* [Exercise]: A single number is required: how many lines in the data below contain "drawer".

* [Source material]:
▽
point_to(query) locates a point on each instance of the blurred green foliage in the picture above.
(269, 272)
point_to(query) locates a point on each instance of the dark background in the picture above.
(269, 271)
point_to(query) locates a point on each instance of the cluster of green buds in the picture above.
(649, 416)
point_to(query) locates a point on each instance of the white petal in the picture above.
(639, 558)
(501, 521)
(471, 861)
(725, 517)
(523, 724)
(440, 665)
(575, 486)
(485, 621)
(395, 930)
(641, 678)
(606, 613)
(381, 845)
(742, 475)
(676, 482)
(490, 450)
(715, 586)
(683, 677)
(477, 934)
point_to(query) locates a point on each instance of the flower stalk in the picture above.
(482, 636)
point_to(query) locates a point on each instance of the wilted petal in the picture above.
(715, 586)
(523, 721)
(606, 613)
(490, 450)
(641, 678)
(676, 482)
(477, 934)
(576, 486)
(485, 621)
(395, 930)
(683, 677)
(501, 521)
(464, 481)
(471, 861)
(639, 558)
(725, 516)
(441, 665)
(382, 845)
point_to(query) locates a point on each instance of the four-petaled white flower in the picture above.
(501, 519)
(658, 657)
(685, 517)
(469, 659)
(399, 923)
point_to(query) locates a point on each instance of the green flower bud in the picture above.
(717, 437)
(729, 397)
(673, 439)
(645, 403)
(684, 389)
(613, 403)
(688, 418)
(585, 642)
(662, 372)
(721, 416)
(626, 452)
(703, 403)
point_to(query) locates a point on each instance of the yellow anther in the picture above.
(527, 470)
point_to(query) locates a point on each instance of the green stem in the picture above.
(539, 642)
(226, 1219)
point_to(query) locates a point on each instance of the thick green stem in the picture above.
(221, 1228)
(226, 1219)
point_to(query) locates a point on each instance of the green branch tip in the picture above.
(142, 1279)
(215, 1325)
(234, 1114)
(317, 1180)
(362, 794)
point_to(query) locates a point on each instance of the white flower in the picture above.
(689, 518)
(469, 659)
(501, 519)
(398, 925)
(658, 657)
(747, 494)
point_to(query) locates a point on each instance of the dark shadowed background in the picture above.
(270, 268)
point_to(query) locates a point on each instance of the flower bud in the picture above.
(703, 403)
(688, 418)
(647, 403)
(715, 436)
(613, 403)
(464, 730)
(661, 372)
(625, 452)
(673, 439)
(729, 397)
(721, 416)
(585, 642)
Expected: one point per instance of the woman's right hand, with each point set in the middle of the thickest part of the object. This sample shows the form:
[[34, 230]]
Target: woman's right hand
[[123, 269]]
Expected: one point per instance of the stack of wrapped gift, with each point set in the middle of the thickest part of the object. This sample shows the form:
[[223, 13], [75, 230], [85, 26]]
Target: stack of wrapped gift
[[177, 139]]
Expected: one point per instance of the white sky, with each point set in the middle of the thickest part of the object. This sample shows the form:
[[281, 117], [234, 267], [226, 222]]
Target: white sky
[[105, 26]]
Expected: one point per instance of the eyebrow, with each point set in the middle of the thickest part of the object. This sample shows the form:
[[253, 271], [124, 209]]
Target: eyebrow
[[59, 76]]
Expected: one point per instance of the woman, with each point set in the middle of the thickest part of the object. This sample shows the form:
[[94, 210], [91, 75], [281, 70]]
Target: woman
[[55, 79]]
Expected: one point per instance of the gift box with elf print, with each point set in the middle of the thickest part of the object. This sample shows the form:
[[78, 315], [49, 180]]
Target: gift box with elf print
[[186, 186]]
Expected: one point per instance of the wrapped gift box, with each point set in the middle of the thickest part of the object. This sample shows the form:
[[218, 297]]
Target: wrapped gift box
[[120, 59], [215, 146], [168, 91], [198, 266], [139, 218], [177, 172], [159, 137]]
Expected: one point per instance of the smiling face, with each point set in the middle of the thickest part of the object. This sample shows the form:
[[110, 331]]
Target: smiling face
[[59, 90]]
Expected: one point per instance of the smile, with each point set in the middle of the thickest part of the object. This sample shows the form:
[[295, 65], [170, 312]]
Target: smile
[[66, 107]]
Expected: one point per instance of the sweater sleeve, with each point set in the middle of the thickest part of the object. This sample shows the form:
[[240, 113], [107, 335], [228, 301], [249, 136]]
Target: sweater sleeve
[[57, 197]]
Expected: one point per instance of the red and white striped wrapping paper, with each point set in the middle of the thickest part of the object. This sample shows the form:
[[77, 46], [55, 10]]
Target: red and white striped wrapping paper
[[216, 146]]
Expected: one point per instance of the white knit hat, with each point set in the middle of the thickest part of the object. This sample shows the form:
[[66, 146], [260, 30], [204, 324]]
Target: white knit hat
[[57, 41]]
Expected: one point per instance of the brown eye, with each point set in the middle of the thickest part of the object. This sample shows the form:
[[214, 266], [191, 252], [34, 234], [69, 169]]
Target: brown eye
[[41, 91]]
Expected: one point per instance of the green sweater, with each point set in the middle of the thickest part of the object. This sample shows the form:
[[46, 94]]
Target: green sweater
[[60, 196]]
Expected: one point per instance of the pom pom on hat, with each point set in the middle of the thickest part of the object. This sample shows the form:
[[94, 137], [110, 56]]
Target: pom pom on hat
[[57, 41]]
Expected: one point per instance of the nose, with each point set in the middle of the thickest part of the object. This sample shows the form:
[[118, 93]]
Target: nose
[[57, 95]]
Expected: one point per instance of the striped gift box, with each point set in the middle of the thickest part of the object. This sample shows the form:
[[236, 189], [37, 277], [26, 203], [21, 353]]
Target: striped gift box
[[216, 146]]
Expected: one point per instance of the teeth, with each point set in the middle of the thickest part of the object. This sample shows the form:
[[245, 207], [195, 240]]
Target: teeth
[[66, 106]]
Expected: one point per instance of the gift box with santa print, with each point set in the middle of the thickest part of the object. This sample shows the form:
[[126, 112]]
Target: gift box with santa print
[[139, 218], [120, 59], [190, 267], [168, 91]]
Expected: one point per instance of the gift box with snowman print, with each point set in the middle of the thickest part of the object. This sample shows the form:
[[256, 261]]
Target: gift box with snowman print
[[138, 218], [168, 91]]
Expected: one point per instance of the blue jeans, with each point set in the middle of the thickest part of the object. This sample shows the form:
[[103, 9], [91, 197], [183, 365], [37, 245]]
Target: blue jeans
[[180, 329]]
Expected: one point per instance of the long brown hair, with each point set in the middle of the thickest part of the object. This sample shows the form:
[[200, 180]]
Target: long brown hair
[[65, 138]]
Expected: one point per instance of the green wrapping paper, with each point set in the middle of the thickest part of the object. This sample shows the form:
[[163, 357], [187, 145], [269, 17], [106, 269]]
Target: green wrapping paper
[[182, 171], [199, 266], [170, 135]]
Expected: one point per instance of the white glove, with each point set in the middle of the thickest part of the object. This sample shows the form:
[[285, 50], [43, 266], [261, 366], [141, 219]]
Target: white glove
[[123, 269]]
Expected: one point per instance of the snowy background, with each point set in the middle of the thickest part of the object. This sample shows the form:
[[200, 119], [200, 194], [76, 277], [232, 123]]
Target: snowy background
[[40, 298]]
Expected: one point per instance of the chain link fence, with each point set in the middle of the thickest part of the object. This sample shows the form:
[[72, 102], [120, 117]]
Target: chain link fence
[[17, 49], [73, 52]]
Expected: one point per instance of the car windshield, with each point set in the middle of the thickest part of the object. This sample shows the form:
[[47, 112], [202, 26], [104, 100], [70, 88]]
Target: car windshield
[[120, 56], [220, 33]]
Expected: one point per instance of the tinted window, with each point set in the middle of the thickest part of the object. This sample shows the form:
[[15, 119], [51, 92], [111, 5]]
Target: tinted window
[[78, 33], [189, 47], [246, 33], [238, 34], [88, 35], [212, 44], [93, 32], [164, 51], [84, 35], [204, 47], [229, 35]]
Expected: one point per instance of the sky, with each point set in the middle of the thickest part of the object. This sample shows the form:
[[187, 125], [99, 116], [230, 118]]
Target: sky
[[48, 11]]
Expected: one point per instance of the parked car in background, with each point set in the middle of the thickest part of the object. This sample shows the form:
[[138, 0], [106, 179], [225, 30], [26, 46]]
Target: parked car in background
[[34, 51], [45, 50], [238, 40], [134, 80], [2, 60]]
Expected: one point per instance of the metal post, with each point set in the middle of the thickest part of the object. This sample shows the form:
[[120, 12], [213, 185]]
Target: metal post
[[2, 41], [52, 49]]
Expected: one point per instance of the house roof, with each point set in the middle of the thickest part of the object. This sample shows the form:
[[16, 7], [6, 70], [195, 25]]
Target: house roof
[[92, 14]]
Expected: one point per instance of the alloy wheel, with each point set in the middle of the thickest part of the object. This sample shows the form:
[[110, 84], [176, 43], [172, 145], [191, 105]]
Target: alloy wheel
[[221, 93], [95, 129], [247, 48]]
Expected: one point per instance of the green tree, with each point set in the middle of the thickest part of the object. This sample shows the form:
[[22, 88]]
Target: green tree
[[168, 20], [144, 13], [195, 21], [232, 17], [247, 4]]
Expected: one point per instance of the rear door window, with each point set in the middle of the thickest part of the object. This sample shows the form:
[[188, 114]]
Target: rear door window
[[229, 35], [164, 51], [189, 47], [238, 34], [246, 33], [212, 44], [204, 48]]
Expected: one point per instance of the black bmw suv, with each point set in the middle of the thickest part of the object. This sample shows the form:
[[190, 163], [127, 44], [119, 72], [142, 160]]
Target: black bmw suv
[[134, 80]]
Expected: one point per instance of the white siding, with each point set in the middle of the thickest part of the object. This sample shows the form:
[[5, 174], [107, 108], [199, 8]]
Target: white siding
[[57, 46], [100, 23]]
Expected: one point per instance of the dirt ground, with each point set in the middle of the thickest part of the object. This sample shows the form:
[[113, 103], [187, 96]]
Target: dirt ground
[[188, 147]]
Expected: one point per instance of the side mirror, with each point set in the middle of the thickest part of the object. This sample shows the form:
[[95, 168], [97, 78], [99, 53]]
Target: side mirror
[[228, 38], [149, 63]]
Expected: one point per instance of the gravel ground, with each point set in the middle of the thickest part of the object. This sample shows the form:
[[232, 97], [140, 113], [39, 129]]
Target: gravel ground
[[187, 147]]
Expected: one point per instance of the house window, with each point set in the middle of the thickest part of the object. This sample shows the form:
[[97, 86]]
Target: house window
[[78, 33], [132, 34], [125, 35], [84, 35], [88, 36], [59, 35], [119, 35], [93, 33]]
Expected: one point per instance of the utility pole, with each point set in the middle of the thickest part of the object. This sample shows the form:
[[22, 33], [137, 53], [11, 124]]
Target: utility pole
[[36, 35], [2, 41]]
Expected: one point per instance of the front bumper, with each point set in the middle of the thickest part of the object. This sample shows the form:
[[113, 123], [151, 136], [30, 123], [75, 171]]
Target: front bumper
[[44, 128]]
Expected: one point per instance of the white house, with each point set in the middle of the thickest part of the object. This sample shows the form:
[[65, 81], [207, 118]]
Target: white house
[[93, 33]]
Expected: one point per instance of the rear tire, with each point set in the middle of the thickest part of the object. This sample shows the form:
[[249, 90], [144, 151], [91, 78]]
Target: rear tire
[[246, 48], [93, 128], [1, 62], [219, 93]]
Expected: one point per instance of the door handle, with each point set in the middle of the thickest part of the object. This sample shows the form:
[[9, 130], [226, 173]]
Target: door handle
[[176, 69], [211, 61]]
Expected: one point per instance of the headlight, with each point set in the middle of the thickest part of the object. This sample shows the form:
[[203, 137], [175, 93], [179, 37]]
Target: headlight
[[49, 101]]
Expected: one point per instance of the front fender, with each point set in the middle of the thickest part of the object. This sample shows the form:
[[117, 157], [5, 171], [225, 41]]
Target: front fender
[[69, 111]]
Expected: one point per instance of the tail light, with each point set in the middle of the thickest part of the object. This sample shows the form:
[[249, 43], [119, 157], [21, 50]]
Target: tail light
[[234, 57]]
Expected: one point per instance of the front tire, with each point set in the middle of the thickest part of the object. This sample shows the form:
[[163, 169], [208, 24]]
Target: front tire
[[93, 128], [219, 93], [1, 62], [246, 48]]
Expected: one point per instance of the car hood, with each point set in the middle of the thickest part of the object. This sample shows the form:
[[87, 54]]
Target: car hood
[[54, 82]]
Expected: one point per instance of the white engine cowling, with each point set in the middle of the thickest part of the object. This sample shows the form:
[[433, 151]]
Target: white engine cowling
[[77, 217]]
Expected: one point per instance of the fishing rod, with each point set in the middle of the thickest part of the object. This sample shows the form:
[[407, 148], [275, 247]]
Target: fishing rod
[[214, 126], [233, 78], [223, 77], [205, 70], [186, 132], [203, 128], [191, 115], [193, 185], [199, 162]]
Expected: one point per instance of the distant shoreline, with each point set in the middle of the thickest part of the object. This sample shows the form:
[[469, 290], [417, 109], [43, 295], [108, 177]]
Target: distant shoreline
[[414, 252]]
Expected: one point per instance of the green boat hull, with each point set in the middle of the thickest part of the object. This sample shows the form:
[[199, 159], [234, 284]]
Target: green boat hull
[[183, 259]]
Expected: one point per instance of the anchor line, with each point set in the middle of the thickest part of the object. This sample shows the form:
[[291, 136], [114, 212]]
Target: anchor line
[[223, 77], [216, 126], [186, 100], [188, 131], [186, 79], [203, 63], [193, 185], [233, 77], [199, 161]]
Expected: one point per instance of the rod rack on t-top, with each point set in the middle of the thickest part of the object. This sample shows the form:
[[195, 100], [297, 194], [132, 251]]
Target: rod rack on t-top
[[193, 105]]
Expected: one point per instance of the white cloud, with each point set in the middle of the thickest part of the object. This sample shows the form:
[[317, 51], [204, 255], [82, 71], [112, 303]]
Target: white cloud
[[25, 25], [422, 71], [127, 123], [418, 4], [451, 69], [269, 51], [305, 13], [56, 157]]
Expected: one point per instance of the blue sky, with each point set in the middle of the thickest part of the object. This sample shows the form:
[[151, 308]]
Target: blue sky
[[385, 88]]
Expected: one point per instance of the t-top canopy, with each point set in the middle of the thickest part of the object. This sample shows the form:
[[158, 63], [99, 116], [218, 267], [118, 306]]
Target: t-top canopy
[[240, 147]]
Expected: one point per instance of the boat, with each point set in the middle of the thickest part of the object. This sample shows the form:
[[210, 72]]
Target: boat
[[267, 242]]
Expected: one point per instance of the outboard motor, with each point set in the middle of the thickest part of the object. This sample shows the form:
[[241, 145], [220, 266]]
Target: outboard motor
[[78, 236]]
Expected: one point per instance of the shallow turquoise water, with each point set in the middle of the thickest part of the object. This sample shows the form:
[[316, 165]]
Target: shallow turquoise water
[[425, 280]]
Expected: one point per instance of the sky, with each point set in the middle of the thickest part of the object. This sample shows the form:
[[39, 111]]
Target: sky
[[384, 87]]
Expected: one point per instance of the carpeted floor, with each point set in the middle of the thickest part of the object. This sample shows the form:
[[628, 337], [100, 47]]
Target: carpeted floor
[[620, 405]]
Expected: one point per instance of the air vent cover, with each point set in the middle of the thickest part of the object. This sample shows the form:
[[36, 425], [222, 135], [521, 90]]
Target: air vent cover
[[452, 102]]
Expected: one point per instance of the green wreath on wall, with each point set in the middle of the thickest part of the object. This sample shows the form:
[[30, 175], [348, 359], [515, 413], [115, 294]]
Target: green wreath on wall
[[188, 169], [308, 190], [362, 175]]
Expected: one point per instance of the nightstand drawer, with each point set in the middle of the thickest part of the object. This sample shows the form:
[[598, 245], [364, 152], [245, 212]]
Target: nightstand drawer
△
* [Response area]: 2